(GIVEN PASSAGE begins)
The longer the extreme wind persists, the drier the vegetation will become, he said.
“So some of the strongest winds will be at the beginning of the event, but some of the driest vegetation will actually come at the end, and so the reality is that there’s going to be a very long period of high fire risk.”
What role has climate change played?
California governor Gavin Newsom said fire season has become “year-round in the state of California” despite the state not “traditionally” seeing fires at this time of year – apparently alluding to the impact of climate change.
Scientists will need time to assess the role of climate change in these fires, which could range from drying out the land to actually decreasing wind speeds.
But broadly we know that climate change is increasing the hot, dry weather in the US that parches vegetation, thereby creating the fuel for wildfires – that’s according to scientists at World Weather Attribution.
But human activities, such as forest management and ignition sources, are also important factors that dictate how a fire spreads, WWA said.
(GIVEN PASSAGE ends)
* **EXERCISE BRIEF**: Extend the passage on California wildfire risk and climate change, picking up after its final sentence.
(DATA RECORDS begins)
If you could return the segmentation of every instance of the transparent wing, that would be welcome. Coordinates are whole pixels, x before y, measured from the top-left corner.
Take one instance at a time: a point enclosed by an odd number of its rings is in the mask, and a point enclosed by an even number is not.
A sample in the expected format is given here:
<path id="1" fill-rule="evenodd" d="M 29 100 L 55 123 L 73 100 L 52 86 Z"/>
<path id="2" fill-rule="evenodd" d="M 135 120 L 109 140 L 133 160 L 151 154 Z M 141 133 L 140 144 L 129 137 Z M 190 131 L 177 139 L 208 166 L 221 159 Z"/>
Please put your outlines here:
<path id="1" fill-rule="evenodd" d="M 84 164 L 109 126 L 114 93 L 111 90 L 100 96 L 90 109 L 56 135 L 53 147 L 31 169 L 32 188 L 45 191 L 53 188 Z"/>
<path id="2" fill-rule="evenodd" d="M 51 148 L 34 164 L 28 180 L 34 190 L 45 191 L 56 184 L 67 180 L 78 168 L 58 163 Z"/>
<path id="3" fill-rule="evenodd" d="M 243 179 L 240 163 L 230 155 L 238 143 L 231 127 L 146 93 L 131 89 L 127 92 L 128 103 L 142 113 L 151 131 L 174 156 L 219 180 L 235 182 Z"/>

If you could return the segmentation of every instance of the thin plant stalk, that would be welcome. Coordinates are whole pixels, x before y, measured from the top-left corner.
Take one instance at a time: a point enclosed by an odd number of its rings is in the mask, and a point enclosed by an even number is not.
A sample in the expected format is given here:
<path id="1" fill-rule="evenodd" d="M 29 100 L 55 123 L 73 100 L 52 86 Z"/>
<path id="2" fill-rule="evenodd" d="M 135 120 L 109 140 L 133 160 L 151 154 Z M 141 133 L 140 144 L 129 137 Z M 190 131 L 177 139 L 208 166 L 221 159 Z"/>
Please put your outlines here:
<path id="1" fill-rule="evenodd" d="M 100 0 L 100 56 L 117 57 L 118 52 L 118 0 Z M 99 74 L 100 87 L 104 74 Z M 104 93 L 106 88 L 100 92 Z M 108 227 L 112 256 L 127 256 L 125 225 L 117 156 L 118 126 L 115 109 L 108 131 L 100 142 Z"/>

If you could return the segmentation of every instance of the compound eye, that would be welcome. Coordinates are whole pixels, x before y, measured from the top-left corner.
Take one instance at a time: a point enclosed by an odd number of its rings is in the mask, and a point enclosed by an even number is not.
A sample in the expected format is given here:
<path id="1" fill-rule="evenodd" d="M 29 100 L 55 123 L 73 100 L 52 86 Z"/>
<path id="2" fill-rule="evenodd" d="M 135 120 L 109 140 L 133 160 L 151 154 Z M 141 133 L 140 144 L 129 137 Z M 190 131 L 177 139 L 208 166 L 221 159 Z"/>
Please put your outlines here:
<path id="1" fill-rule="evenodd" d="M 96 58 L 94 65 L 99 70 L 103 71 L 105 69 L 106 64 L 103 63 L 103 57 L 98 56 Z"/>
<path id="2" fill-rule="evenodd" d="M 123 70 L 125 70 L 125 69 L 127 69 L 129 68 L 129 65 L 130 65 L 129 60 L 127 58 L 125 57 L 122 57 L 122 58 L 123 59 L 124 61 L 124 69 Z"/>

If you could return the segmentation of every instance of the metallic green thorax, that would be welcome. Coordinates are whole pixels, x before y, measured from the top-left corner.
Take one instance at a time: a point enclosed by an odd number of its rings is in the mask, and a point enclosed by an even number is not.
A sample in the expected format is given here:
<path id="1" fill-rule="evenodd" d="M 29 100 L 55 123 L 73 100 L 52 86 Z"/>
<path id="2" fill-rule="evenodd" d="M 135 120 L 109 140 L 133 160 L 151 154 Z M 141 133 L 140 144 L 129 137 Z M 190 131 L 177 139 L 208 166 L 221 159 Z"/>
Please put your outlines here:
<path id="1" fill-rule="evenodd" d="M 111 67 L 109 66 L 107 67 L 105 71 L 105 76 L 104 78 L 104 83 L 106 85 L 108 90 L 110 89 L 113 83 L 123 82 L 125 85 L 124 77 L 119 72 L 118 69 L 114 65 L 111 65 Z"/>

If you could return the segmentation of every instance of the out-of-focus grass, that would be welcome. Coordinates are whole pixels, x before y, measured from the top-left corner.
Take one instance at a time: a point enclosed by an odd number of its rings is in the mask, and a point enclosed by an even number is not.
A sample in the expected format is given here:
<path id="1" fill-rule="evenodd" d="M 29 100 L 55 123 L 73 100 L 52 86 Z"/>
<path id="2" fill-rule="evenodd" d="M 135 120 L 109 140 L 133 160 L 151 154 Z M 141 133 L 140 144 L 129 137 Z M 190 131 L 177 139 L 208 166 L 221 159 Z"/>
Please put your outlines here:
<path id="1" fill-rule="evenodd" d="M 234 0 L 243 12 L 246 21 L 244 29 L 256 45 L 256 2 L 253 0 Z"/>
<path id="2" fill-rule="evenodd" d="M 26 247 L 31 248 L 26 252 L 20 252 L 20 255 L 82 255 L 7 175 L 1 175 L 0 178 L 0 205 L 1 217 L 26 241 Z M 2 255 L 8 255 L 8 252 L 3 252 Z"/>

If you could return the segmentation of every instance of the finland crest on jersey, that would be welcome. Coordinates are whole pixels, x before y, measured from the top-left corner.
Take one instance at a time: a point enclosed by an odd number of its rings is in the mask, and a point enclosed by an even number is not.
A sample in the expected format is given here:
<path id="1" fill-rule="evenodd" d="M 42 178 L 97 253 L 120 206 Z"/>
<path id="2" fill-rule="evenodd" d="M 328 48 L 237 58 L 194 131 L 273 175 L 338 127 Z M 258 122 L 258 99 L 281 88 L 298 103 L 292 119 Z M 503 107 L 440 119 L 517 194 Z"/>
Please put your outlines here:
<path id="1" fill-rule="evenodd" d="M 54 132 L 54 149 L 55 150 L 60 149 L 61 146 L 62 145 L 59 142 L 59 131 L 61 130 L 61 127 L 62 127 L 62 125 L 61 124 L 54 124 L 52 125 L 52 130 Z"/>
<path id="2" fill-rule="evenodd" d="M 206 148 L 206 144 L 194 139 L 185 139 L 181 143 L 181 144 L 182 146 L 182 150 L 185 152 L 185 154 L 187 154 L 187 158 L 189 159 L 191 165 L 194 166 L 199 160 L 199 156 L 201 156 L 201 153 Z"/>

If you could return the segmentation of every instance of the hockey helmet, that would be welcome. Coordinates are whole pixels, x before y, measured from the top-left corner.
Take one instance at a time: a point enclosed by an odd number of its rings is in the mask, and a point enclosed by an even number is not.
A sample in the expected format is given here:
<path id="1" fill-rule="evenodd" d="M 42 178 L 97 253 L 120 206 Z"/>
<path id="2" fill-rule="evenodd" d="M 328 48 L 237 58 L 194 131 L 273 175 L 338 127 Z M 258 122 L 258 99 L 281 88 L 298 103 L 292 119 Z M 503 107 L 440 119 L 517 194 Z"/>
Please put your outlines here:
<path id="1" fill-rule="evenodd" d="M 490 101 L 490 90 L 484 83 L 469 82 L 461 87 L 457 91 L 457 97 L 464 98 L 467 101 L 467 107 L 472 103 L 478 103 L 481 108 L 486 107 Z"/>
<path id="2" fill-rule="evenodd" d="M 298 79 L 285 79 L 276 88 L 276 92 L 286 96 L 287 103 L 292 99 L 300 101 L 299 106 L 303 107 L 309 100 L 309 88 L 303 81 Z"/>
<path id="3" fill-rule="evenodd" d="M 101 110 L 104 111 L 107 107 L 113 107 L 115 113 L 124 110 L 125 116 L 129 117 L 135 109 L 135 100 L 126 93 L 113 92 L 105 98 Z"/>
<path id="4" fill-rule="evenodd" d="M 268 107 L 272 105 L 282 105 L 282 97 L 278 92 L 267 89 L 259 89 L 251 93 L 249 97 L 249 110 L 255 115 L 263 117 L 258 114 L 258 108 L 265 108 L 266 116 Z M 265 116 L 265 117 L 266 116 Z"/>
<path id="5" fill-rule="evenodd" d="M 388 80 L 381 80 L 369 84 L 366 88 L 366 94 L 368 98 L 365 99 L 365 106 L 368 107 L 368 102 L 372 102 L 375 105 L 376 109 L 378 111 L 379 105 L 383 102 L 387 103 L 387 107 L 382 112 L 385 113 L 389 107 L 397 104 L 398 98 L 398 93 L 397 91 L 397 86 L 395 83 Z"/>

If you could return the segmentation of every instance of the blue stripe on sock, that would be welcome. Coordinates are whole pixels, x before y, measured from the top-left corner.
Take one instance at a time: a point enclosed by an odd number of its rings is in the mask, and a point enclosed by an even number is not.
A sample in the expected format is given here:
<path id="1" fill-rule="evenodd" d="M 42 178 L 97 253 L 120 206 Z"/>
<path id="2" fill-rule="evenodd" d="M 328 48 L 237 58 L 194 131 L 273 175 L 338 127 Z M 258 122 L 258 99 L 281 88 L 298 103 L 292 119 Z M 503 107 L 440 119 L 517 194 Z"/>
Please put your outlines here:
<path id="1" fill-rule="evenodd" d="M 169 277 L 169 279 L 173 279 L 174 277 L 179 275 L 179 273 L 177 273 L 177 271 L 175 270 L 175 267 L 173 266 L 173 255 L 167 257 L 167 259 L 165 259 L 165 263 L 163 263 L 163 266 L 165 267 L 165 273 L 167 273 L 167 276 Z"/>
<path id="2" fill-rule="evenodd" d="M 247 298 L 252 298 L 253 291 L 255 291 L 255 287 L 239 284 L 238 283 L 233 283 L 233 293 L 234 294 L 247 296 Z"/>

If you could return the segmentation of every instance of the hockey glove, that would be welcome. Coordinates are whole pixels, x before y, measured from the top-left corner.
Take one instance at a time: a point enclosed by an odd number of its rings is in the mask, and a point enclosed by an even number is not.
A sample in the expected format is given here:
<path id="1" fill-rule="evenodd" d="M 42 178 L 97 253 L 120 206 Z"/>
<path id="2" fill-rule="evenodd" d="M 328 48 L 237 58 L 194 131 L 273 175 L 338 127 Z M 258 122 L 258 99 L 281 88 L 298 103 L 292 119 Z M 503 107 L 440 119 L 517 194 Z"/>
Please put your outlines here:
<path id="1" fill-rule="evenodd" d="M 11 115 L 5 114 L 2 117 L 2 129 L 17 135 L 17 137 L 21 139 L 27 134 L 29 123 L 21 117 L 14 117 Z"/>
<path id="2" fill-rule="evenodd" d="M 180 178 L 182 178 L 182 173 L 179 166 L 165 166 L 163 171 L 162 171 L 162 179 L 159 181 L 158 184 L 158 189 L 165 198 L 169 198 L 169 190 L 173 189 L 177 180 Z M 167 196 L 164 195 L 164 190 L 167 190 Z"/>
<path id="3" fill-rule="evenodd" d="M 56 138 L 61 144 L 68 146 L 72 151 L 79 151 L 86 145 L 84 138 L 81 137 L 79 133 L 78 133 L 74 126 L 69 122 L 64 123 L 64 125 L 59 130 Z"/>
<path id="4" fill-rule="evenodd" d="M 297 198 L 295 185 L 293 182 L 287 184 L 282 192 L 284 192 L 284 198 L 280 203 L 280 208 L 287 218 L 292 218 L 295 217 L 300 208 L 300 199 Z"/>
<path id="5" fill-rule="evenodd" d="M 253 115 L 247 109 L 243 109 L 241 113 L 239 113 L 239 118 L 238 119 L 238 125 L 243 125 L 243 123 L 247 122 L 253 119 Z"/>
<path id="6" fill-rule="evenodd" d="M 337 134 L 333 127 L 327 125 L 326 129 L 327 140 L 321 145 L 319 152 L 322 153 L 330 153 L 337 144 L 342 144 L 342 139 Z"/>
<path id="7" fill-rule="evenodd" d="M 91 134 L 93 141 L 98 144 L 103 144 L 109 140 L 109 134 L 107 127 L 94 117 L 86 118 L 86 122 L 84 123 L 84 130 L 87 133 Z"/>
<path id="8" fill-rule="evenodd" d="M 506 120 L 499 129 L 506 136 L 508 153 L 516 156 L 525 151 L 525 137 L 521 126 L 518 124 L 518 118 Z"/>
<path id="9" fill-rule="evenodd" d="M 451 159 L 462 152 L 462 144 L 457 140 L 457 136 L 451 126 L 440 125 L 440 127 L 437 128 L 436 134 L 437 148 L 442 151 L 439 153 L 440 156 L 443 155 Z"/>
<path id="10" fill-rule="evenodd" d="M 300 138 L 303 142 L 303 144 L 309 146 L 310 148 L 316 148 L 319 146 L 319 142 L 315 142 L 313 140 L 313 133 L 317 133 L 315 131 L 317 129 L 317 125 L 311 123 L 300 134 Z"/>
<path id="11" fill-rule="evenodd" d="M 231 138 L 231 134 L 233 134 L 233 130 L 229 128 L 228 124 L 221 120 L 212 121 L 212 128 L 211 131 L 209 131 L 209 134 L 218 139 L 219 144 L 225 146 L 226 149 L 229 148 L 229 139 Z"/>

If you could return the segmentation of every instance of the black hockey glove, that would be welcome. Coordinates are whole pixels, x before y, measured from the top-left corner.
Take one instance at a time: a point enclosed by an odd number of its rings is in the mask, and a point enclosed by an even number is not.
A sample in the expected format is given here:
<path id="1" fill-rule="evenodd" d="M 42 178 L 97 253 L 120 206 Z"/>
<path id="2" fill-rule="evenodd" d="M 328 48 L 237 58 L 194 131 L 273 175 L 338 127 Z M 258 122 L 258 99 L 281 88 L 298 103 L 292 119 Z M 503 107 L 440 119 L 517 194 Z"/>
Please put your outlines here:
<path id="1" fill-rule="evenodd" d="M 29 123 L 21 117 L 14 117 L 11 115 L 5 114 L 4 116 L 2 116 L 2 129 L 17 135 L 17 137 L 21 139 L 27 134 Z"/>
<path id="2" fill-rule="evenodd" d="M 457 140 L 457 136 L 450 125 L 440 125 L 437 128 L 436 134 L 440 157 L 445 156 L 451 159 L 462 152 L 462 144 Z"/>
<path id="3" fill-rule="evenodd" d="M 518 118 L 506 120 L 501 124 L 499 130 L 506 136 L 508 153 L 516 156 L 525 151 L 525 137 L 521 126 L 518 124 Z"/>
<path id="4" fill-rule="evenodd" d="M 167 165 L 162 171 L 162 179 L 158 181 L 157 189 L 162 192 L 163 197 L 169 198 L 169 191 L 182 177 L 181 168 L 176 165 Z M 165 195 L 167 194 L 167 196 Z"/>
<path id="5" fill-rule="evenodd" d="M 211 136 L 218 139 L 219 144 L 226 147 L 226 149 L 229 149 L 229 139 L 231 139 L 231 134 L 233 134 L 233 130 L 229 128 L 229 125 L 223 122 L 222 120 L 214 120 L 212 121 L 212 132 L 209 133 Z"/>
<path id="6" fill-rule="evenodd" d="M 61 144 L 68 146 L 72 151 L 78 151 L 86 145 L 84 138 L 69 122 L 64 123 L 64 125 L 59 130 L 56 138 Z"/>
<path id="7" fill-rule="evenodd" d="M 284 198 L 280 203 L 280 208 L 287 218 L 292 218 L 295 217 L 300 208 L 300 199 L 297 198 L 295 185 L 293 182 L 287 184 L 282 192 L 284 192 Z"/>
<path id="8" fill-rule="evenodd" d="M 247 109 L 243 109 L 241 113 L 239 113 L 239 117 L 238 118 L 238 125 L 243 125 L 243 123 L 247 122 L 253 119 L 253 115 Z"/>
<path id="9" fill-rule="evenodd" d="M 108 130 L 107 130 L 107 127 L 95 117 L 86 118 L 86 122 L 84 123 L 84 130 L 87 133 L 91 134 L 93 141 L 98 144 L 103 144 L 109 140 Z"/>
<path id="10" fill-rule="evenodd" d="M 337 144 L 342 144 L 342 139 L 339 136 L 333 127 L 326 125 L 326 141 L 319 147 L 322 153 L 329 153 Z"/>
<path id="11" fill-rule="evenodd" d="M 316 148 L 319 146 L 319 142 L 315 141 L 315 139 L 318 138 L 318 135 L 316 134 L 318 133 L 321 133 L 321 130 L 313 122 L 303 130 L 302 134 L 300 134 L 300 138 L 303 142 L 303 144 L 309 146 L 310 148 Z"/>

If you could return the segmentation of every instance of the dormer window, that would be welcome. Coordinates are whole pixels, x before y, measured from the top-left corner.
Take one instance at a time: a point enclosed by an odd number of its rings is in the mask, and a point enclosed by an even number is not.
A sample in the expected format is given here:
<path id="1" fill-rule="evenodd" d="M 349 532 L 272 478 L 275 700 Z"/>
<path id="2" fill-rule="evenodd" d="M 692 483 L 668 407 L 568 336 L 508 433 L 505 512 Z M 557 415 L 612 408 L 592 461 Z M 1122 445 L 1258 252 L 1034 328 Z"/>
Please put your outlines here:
(DATA RECORDS ends)
* **RESPONSE TO THE TASK**:
Southern California has experienced a particularly hot summer, followed by almost no rain during what should be the wet season, said Professor Alex Hall, also from UCLA.
“And all of this comes on the heels of two very rainy years, which means there is plenty of fuel for potential wildfires.
“These intense winds have the potential to turn a small spark into a conflagration that eats up thousands of acres with alarming speed – a dynamic that is only intensifying with the warmer temperatures of a changing climate.”
The flames from a fire that broke out yesterday evening near a nature reserve in the inland foothills northeast of LA spread so quickly that staff at a care home had to push residents in wheelchairs and hospital beds down the street to a car park.